▸ TEXT EXCERPT:
┄┄┄┄┄┄

Okay, so I’m going to play Love-Doctor on this subject for those of you who have a boyfriend in prison. I  believe that I have the experience (incarcerated for over two decades) under the circumstances to have seen it all, and likely been through most of it as well. So, let me break this down for you all that are seeking to know. But, I am more frank/blunt, explicit and real about it all. So, strap yourselves in.

A lot of times while incarcerated people will reach out and try to communicate with whoever will brighten up their conditions. Sometimes it’s a genuine attempt, sometimes it’s ulterior motives. But, things such as sincerity and genuineness are for you to make a determination on. It should be no difference in your evaluation with a relationship you are engaging in with a convict, then you would consider in a relationship you are having or have had with someone on the outside. We all are humans, and we all have flaws, no
matter where we are, or what our circumstances. But, it’s up to you to decide what is good for you or not.

The biggest issue I see, or have experienced is that people automatically assume that people in prison are just “bad people”. With that frame of mind, it’s a bad foundation in the beginning, and bad foundations make buildings fall. So, first and foremost, before you start wondering if a “prisoner really loves you”, you need to know if you really love that person yourself. Now, this topic was not about is it a good thing to date a prisoner. WE are on the subject of “love”. Which means to me that the relationship is already established. Being as though “love” is the topic, I’m sure that you already enjoy the person who you are seeing and/or communicating with.

If a prisoner only calls you when they need something, does not care about anything about you and your world, then this may be a sign that you are in a situation where you are being used. Most often this happens to women/men who the prisoner is not truly attracted to, or does not truly have a connection with, so instead of terminating the relationship it turns into a usury situation. This is common sense shit, but oftentimes love acts as a barrier to your common sense. So, if “what can you do for me” is the basis for the person saying “I love you too”, then you’re in for a bad ride.

Be on the look out for the “weirdo alert” as well. You know, this also applies to people on the outside. If you ever saw the show “My Strange Addiction”, then know that sometimes that’s what’s being worked with on both ends. Now, it may not be so serious as a person eating couches, or toilet paper, but it could get close to it. If I thought I was in love with someone and I come to find out that she eats mattresses, I may feel a lot a bit different about that situation. I was recently talking to a couple of women who I liked a lot, but they both wanted to pee on me. WTF? No. NO, and No. What the fuck am I a sexy-chocolate toilet with an  erection? See, it’s this type of thing that can catch you in the mix and change the game. And I still talk to one of them, the other women ended up being married to another convict the whole time (and I found out he was in the same prison with me the whole time? Did you say slut? Yeah, you did). And I’m not knocking anybody or what they do to safely enjoy their lives, just know that things that are not normal can be issues down the line if they are not addressed or dealt with at the earliest convenience. So, ask about habits, fetishes, addictions, peeves, etc. Don’t wait too long to find out that the person you have an emotional attachment to has “likes” that you can’t deal with.

So, if you know that you can not accept certain things, or if you believe your love-interest may not, I advise you to get to the bottom of that asap. If we can’t accept each other how can we love each other?

┄┄┄┄┄┄

▸ STORED DATA:
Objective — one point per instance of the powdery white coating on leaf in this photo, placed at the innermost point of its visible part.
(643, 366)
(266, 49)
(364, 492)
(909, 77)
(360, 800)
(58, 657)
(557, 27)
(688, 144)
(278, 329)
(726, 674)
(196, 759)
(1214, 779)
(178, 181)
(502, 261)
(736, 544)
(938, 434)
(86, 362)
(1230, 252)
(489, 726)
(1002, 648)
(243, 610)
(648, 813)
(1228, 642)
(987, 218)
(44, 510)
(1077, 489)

┄┄┄┄┄┄

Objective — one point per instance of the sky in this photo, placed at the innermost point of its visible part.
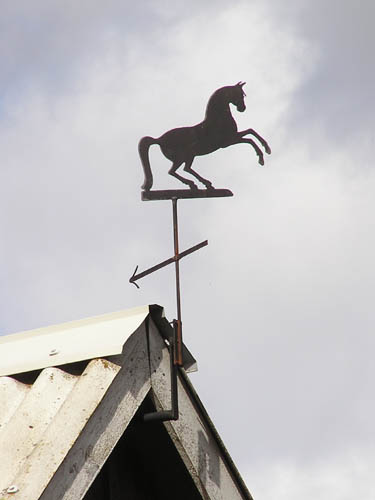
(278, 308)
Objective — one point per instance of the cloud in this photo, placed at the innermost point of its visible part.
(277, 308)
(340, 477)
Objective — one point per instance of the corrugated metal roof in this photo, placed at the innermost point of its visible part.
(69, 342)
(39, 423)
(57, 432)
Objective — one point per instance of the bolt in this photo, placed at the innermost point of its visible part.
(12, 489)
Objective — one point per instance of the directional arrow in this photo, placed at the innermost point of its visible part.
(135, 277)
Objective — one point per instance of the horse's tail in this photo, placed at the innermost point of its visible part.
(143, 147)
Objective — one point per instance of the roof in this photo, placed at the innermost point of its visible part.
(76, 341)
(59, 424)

┄┄┄┄┄┄

▸ GOAL A: Write out the post about loving someone in prison from "A lot of times" up to and including "you or not.".
▸ GOAL B: Carry the post about loving someone in prison forward from its last sentence.
The records come from a separate source with no tie to the post about loving someone in prison.

▸ TASK RESULT A:
A lot of times while incarcerated people will reach out and try to communicate with whoever will brighten up their conditions. Sometimes it’s a genuine attempt, sometimes it’s ulterior motives. But, things such as sincerity and genuineness are for you to make a determination on. It should be no difference in your evaluation with a relationship you are engaging in with a convict, then you would consider in a relationship you are having or have had with someone on the outside. We all are humans, and we all have flaws, no
matter where we are, or what our circumstances. But, it’s up to you to decide what is good for you or not.

▸ TASK RESULT B:
Another thing is the criminal life-style. You should want to be sure that the prisoner is done living in the way that lead them to being incarcerated. And, unfortunately for most, prison is a revolving door. My advice would be to really have a heart to heart conversation about what life is now, and what it will be if and/or when the prisoner is released. Everyone deserves a chance. But, if a prisoner is willing to put you through the hardships of a prison relationship again,  intentionally, then they can’t love  you.

They have chosen crime over you, and that is evidence of no love for you. It may be evidence of no love for themselves as well.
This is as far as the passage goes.